* Tarefas a fazer *
1) Copie fielmente a parte do trecho sobre os saberes tradicionais e a floresta, começando em "Precisamos, sim, de" e terminando em "o lixo alheio.".
2) Prossiga com o trecho sobre os saberes tradicionais e a floresta a partir da última frase apresentada.

* Trecho fornecido *
:::

Precisamos, sim, de instituições fortes e políticas públicas honestas, que coloquem cientistas dialogando com todos os saberes e dê dignidade aos que conhecem dos chás, aos banhos, dos segredos e mistérios originais, dos que sabem do respeito às árvores, aos lagos, aos igarapés, a lua e aos ciclos necessários para planejar novos usos e recuperação florestal,  para que de mãos dadas, possamos caminhar em direção a vida verdadeira, como sonhou o poeta, sem sermos vistos como macaquitos a serem enjaulados para um mundo que não sabe para a onde vai, dizendo que está nos preservando, mais que na realidade sabemos o que querem é levar o que ainda resta, deixando-nos para coletar o lixo alheio.

:::

* Dados fornecidos *

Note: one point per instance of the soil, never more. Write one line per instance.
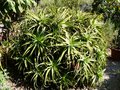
(111, 76)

:::

* Resultados *
1)
Precisamos, sim, de instituições fortes e políticas públicas honestas, que coloquem cientistas dialogando com todos os saberes e dê dignidade aos que conhecem dos chás, aos banhos, dos segredos e mistérios originais, dos que sabem do respeito às árvores, aos lagos, aos igarapés, a lua e aos ciclos necessários para planejar novos usos e recuperação florestal,  para que de mãos dadas, possamos caminhar em direção a vida verdadeira, como sonhou o poeta, sem sermos vistos como macaquitos a serem enjaulados para um mundo que não sabe para a onde vai, dizendo que está nos preservando, mais que na realidade sabemos o que querem é levar o que ainda resta, deixando-nos para coletar o lixo alheio.

2)
Acreditamos que a ciência é a saída utópica, mas é o que pode vir a salvar os botos, tartarugas e outros seres mágicos da maior e mais diversa floresta tropical do planeta, como as plantas e nós mesmos, como a necessária proteção aos Yanomamis, Mundurukus e mais de 200 etnias e línguas que precisam de seus territórios para sobreviverem, contribuindo enormemente no combate às mudanças climáticas, sabidamente produzida pelo mundo industrial que tem sede nos grandes centros que cantam as politicas que só enganam a si mesmos e poucos se que iludem com estes cantos de sereias perdidas. Querem se salvar? Ajudem a criar frentes de ciência aqui, aliando-se a nós, sem se iludirem mais, pois sem a Amazônia, não tem saída.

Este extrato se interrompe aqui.